- _Exercise requirements_:
With the line containing "Practice. For this step, pick out the green vegetation" as the first and the final line of the entries as the last, repeat exactly the lines in that span, including both.

- _Exercise data_:

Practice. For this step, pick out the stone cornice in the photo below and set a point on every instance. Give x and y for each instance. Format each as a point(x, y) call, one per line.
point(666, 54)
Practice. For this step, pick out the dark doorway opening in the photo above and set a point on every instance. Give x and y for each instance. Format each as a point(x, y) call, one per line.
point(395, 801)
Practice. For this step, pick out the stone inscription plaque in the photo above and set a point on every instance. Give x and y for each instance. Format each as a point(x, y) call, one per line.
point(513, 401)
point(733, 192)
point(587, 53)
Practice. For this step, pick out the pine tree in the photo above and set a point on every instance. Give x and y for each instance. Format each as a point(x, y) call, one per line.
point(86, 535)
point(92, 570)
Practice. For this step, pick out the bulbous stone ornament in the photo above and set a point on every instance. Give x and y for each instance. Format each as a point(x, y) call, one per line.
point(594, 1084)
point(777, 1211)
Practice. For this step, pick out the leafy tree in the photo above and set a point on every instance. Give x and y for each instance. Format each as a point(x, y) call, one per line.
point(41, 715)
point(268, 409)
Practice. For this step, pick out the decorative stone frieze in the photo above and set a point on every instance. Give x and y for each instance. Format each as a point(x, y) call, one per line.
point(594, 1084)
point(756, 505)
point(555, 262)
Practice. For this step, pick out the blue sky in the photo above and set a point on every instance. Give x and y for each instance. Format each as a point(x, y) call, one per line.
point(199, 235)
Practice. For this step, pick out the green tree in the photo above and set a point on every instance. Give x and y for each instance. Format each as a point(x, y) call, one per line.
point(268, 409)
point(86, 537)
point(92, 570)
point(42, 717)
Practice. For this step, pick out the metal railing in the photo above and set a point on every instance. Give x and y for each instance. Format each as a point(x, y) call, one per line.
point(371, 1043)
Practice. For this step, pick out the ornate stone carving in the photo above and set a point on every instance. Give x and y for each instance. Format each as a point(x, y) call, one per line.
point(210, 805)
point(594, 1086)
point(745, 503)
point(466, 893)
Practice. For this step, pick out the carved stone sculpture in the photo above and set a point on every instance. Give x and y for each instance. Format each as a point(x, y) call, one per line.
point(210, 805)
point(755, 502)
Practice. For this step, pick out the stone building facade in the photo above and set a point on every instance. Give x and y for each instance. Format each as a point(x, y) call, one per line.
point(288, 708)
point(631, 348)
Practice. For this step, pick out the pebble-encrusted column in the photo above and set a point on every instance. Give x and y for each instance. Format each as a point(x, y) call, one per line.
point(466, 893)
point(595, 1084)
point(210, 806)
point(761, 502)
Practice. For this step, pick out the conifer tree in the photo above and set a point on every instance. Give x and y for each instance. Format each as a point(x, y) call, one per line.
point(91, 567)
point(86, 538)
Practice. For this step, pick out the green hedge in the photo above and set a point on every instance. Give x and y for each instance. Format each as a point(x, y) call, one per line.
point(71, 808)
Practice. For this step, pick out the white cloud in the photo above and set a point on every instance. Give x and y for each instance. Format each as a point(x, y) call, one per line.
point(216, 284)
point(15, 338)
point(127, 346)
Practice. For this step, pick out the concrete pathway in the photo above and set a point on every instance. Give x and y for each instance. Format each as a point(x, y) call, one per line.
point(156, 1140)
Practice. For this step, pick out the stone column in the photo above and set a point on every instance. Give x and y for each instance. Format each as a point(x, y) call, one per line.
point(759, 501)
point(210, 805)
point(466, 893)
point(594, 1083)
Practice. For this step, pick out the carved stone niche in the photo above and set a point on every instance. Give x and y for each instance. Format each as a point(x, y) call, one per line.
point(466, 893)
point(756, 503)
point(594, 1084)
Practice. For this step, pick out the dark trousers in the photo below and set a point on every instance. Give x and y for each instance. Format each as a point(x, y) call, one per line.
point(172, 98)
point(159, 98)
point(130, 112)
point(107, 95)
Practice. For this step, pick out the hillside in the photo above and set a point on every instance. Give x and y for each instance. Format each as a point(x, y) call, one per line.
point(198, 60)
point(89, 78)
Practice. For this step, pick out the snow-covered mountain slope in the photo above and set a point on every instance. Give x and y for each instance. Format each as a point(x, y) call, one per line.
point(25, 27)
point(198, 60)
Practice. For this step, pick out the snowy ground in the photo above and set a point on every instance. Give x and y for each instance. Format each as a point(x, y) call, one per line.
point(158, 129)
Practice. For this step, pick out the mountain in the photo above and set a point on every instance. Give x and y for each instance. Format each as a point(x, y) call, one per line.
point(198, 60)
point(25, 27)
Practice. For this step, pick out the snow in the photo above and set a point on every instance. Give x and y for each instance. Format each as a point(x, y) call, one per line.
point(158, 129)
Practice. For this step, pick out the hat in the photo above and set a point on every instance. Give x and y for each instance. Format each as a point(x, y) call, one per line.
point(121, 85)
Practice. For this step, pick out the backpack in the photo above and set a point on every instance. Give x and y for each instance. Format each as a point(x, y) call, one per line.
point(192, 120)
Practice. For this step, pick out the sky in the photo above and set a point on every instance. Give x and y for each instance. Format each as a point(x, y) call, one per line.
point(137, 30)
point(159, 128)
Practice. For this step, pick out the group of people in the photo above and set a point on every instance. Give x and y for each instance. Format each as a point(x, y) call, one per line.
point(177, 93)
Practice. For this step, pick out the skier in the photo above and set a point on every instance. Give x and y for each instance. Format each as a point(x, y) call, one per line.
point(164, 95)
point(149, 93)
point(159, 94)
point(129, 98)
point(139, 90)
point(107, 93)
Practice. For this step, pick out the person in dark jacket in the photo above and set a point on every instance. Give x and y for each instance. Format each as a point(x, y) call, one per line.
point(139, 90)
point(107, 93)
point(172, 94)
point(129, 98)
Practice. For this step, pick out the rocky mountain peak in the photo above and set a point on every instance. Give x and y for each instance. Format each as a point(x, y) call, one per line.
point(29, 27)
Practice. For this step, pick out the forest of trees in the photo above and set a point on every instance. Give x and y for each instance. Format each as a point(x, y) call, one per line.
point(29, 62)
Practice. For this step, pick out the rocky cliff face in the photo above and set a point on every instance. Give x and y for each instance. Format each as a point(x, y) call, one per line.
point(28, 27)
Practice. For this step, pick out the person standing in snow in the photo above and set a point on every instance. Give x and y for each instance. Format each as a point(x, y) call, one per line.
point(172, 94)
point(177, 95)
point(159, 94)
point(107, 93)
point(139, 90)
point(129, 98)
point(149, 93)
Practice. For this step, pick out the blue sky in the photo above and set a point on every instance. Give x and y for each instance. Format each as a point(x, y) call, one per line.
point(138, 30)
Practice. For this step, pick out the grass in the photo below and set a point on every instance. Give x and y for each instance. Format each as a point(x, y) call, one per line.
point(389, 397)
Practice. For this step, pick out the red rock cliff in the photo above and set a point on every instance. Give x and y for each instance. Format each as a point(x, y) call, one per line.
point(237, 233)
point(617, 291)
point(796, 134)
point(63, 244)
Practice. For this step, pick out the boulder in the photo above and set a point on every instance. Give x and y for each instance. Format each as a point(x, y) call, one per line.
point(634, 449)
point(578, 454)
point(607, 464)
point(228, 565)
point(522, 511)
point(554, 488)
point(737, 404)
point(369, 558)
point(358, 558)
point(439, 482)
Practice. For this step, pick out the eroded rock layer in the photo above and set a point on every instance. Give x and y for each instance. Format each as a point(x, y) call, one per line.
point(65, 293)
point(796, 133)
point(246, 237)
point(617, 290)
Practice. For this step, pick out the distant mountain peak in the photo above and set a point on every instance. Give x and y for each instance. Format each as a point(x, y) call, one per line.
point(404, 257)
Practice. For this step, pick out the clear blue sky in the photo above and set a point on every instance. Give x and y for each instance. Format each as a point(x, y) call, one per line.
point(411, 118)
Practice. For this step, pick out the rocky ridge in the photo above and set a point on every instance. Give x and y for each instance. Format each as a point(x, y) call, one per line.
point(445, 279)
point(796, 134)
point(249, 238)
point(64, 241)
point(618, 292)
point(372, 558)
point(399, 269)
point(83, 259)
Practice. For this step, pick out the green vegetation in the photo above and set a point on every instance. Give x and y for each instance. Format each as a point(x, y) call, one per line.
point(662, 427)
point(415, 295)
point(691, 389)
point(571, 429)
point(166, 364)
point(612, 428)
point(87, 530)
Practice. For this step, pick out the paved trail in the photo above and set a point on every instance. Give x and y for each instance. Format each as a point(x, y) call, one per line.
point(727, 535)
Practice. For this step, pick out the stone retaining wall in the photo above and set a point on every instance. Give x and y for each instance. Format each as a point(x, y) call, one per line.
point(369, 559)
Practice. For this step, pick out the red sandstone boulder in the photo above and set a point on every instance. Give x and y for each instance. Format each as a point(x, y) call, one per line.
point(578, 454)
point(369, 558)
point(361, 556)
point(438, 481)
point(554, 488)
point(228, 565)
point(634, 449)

- _Your solution_:
Practice. For this step, pick out the green vegetation in the photo above and set a point on every instance. Give x and y for each instance. Format each as a point(x, y) call, one per line.
point(662, 427)
point(415, 295)
point(691, 389)
point(571, 429)
point(166, 364)
point(612, 428)
point(87, 530)
Practice. For this step, pick out the paved trail in the photo above and set a point on every instance. Give x and y for each instance. Format each as a point(x, y) call, one per line.
point(727, 535)
Practice. For this step, pick out the stone retaining wall in the photo above and set a point on every instance. Give x and y for each instance. Format each as a point(x, y) call, one per line.
point(369, 559)
Practice. For this step, pick out the red sandstone boulder in the photo above and set a point on every instance. Give x and y for each instance. Format each as a point(x, y) call, one per line.
point(578, 454)
point(369, 558)
point(361, 556)
point(438, 481)
point(554, 488)
point(228, 565)
point(634, 449)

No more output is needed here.